Consigne. D'après le texte sur la beauté des fleurs, que faisaient les néandertaliens des fleurs ?

Bloc de texte.
# # # # # # #

Des créatures sous le soleil prennent des formes, jouent de l'ombre et de la lumière comme si le jour et la nuit n'existaient plus, se donnent des volumes surprenants, accumulent les courbes et leurs contrepoints, ondulent au vent, s'ouvrent sous le ciel, laissent voir et frémir les parties les plus intimes de leur chair... Leurs apparences fort singulières se doublent de parfums sauvages ou savants qui attirent l'attention bien avant qu'on les respire. Cet exhibitionnisme a quelque chose de sacré quand il joue avec le nombre d'or, on ne sait quelle divine proportion si différente de nos symétries habituelles. On dirait que ces créatures sont à l'apogée de leur existence, que pas une de leurs cellules n'est en trop ou en moins, que le temps s'arrête et que l'espace vibre autour d'elles d'une musique qui les traverse et les copie. On sent qu'il faut s'en approcher, que nous sommes invités à une visite sans fin, que notre curiosité sera merveilleusement récompensée, qu'on nous réserve les meilleures places du spectacle... Nos ancêtres y furent attentifs bien avant de savoir compter et faire des phrases. 
Les néandertaliens aimaient les fleurs et en disposaient sur les morts. Cette complicité de la nature et des hommes est universelle depuis que nous avons le goût des métaphores. On se parfume et on s'habille... De miracle en miracle un singe devint Apollon et sa guenon se tint sur les eaux comme la Vénus de Botticelli. On essaie d'imaginer l'immense succession des regards lancés par l'Australopithèque et finissant sur les tapis rouges de la Haute-Couture... 
On ne peut voir ici que divines interventions et force mythologies, car la Nature nous est aussi étrangère que les galaxies lointaines. Nous sommes encombrés de vieilles lunes car nous désirons dans les fleurs d'autres nous-mêmes, fort satisfaits de nos apparences et persuadés qu'une mère attentive et nourricière veille sur nos plaisirs. Lucrèce et Virgile l'ont chantée à leur manière , Hippocrate la saluait bien bas et Rousseau qui n'y connaissait pas grand chose, versait des larmes rien que d'y penser. La Beauté fut là où se débrouillait la vie avec adresse et imprévus,  construite dans les formes et les contours, saisissable comme une mélodie, passant les murailles et affolant les jours ordinaires. Nous fûmes ainsi consolés de notre brièveté et de notre inachèvement.

# # # # # # #

Données fournies.
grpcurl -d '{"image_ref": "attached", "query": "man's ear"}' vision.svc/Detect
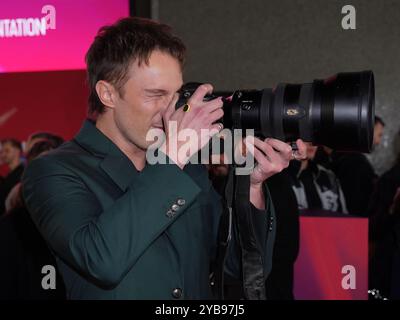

# # # # # # #

Résultat. Ils en disposaient sur les morts.